▸ **STATED EXERCISE**: Return every line from the records below that contains the word "What".
-------- RECORD EXTRACTS --------
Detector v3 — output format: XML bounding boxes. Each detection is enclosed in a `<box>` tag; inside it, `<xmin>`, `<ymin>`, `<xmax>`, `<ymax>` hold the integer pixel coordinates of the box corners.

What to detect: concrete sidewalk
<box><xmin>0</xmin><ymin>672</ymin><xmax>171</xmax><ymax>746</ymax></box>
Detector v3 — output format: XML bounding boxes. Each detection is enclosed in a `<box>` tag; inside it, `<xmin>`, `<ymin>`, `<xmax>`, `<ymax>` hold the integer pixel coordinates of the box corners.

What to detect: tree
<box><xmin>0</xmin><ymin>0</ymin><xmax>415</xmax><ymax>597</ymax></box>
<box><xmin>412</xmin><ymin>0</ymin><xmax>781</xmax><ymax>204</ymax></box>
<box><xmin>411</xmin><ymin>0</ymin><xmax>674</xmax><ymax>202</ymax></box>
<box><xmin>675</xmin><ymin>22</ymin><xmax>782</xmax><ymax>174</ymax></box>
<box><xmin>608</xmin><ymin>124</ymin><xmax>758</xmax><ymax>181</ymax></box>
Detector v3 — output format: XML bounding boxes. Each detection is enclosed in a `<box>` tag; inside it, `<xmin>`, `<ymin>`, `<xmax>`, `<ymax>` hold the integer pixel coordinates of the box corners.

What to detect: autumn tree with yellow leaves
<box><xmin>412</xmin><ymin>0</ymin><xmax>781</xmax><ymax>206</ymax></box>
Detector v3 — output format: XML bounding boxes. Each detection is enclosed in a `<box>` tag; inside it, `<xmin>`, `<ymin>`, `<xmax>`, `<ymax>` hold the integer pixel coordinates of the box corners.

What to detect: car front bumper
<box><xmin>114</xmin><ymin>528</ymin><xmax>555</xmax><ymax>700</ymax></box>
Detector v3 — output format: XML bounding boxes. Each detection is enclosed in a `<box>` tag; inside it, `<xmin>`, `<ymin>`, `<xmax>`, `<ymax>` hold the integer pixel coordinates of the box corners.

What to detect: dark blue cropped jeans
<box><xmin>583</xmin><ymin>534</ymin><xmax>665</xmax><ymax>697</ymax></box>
--------
▸ **ANSWER IN FULL**:
What to detect: concrete sidewalk
What to detect: tree
What to detect: autumn tree with yellow leaves
What to detect: car front bumper
What to detect: dark blue cropped jeans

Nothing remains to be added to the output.